> _TO DO_
Give these rows as a two-column CSV with the headers "text" and "answer", one line per row. Put each row's text and its answer in a single quoted field, with line breaks turned into spaces.

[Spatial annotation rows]
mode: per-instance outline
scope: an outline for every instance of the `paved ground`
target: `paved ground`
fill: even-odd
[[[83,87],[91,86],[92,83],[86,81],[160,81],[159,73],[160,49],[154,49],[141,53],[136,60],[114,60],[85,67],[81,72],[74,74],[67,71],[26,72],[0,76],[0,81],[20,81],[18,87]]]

> _RESULT OF THE TASK_
text,answer
"mode: per-instance outline scope: an outline for every instance of the `paved ground` target: `paved ground` fill: even-odd","[[[83,87],[91,86],[92,83],[86,81],[160,81],[159,73],[160,49],[154,49],[141,53],[136,60],[114,60],[85,67],[81,72],[74,74],[67,71],[26,72],[0,76],[0,81],[20,81],[18,87]]]"